## What needs to be done
Hand back the entries exactly as written, minus every picture.

## Dataset excerpts
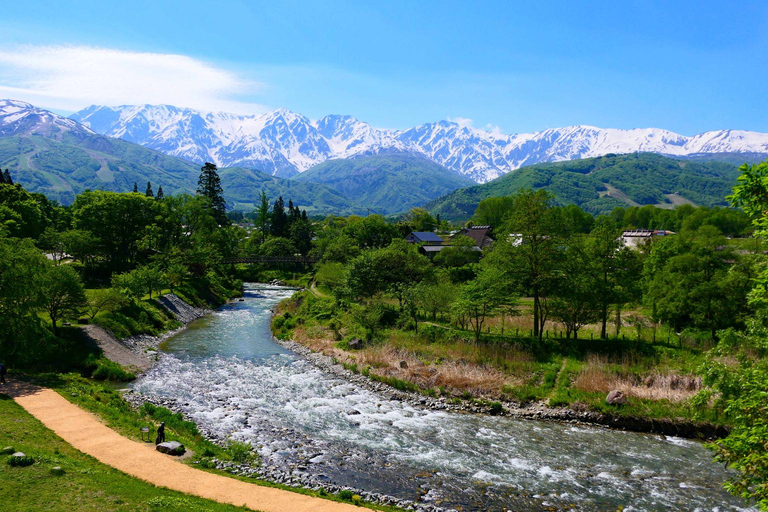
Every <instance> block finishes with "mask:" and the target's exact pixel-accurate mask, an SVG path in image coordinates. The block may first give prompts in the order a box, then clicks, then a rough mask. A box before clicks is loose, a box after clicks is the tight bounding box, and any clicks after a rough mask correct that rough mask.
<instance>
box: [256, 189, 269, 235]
mask: <svg viewBox="0 0 768 512" xmlns="http://www.w3.org/2000/svg"><path fill="white" fill-rule="evenodd" d="M256 212H257V217H256V222H257V224H258V226H259V231H260V232H261V243H264V241H265V240H266V239H267V231H269V220H270V214H269V199H268V198H267V194H266V193H265V192H264V191H263V190H262V191H261V203H260V204H259V208H258V209H257V210H256Z"/></svg>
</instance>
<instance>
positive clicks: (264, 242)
mask: <svg viewBox="0 0 768 512" xmlns="http://www.w3.org/2000/svg"><path fill="white" fill-rule="evenodd" d="M259 252H260V254H261V255H262V256H264V257H265V258H278V257H281V256H294V255H295V254H296V253H297V252H298V249H297V248H296V245H295V244H294V243H293V242H292V241H290V240H288V239H287V238H282V237H274V238H270V239H269V240H267V241H266V242H264V243H263V244H261V247H260V249H259Z"/></svg>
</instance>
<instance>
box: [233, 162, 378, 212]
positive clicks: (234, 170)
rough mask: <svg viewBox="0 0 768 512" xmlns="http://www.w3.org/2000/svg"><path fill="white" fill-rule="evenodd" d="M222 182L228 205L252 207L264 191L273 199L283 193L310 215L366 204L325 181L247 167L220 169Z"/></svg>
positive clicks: (288, 197)
mask: <svg viewBox="0 0 768 512" xmlns="http://www.w3.org/2000/svg"><path fill="white" fill-rule="evenodd" d="M219 175H220V176H221V186H222V188H224V196H225V197H226V199H227V207H229V208H233V209H236V210H244V211H250V210H252V209H254V208H256V206H257V204H258V202H259V197H260V195H261V191H262V190H264V192H266V194H267V197H269V198H270V200H271V202H274V200H275V199H277V197H278V196H282V197H283V199H285V201H286V202H287V201H288V200H289V199H291V200H293V202H294V204H296V205H297V206H300V207H301V208H303V209H306V210H307V213H308V214H309V215H330V214H333V215H352V214H364V213H365V208H363V207H362V206H360V204H359V203H357V202H355V201H351V200H349V199H347V198H346V197H345V196H344V195H343V194H341V193H339V192H337V191H336V190H334V189H332V188H331V187H328V186H326V185H323V184H322V183H309V182H301V181H296V180H286V179H283V178H278V177H275V176H269V175H267V174H264V173H263V172H260V171H256V170H253V169H246V168H244V167H228V168H225V169H220V170H219Z"/></svg>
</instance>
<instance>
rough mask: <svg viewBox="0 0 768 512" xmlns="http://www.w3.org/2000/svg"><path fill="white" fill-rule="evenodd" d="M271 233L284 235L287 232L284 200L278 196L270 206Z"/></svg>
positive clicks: (278, 235)
mask: <svg viewBox="0 0 768 512" xmlns="http://www.w3.org/2000/svg"><path fill="white" fill-rule="evenodd" d="M271 231H272V235H274V236H282V237H284V236H286V235H287V234H288V215H286V214H285V202H284V201H283V196H280V197H279V198H278V199H277V201H275V205H274V206H273V207H272V228H271Z"/></svg>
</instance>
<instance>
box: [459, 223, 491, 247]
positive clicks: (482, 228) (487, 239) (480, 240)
mask: <svg viewBox="0 0 768 512" xmlns="http://www.w3.org/2000/svg"><path fill="white" fill-rule="evenodd" d="M492 232H493V228H491V226H472V227H470V228H463V229H461V230H460V231H459V232H458V233H456V235H464V236H468V237H469V238H471V239H472V240H474V241H475V245H476V246H477V247H479V248H480V249H486V248H488V247H490V246H491V244H492V243H493V238H492V237H491V233H492ZM456 235H454V236H456Z"/></svg>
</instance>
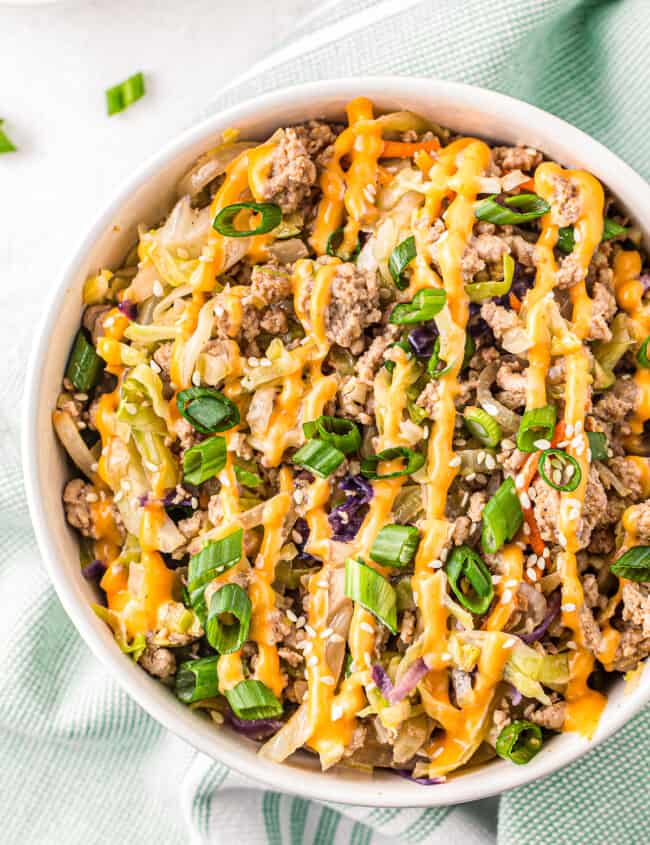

## Exercise response
Every <instance> block finishes with "mask:" and the target's exact pixel-accurate mask, an SVG path in image coordinates. The block may first give prompts in the order a box, then clicks, then a rough mask. A box before clicks is loose, a box after clicks is the tight bounding box, and any clicks after a rough mask correct that rough mask.
<instance>
box: [256, 189, 269, 235]
mask: <svg viewBox="0 0 768 512" xmlns="http://www.w3.org/2000/svg"><path fill="white" fill-rule="evenodd" d="M256 212H257V217H256V222H257V224H258V226H259V231H260V232H261V243H264V241H265V240H266V239H267V231H269V220H270V214H269V199H268V198H267V194H266V193H265V192H264V191H263V190H262V191H261V203H260V204H259V208H258V209H257V210H256Z"/></svg>
</instance>
<instance>
positive clicks: (264, 242)
mask: <svg viewBox="0 0 768 512" xmlns="http://www.w3.org/2000/svg"><path fill="white" fill-rule="evenodd" d="M259 252H260V254H261V255H262V256H264V257H265V258H278V257H281V256H294V255H295V254H296V253H297V252H298V249H297V248H296V245H295V244H294V243H293V242H292V241H290V240H288V239H287V238H282V237H274V238H270V239H269V240H267V241H266V242H264V243H263V244H261V247H260V249H259Z"/></svg>
</instance>
<instance>
box: [233, 162, 378, 212]
positive clicks: (234, 170)
rough mask: <svg viewBox="0 0 768 512" xmlns="http://www.w3.org/2000/svg"><path fill="white" fill-rule="evenodd" d="M222 182L228 205L252 207L264 191L273 199L283 193L310 215L366 204L325 181L247 167L220 169Z"/></svg>
positive clicks: (288, 197)
mask: <svg viewBox="0 0 768 512" xmlns="http://www.w3.org/2000/svg"><path fill="white" fill-rule="evenodd" d="M219 175H220V176H221V186H222V188H224V196H225V197H226V199H227V207H229V208H233V209H236V210H244V211H250V210H252V209H254V208H256V206H257V204H258V202H259V197H260V195H261V191H262V190H264V192H266V194H267V197H269V198H270V200H271V202H274V200H275V199H277V197H278V196H282V197H283V199H285V201H286V202H287V201H288V200H289V199H291V200H293V202H294V204H296V205H297V206H300V207H301V208H303V209H306V210H307V213H308V214H309V215H330V214H333V215H352V214H364V213H365V208H363V207H362V206H360V204H359V203H357V202H355V201H351V200H349V199H347V198H346V197H345V196H344V195H343V194H341V193H339V192H337V191H336V190H334V189H332V188H331V187H328V186H326V185H323V184H322V183H309V182H301V181H296V180H286V179H283V178H278V177H275V176H269V175H267V174H264V173H263V172H260V171H256V170H253V169H246V168H244V167H228V168H225V169H220V170H219Z"/></svg>
</instance>
<instance>
rough mask: <svg viewBox="0 0 768 512" xmlns="http://www.w3.org/2000/svg"><path fill="white" fill-rule="evenodd" d="M271 233L284 235L287 232L284 200L278 196L270 206Z"/></svg>
positive clicks: (278, 235)
mask: <svg viewBox="0 0 768 512" xmlns="http://www.w3.org/2000/svg"><path fill="white" fill-rule="evenodd" d="M271 231H272V235H274V236H282V237H284V236H286V235H287V234H288V215H286V214H285V202H284V201H283V196H280V197H279V198H278V199H277V201H275V205H274V206H273V207H272V228H271Z"/></svg>
</instance>
<instance>
box: [459, 223, 491, 247]
positive clicks: (482, 228) (487, 239) (480, 240)
mask: <svg viewBox="0 0 768 512" xmlns="http://www.w3.org/2000/svg"><path fill="white" fill-rule="evenodd" d="M492 232H493V228H491V226H472V227H470V228H463V229H461V230H460V231H459V232H458V233H456V235H464V236H468V237H469V238H471V239H472V240H474V241H475V245H476V246H477V247H479V248H480V249H486V248H488V247H490V246H491V244H492V243H493V238H492V237H491V233H492ZM456 235H454V236H456Z"/></svg>
</instance>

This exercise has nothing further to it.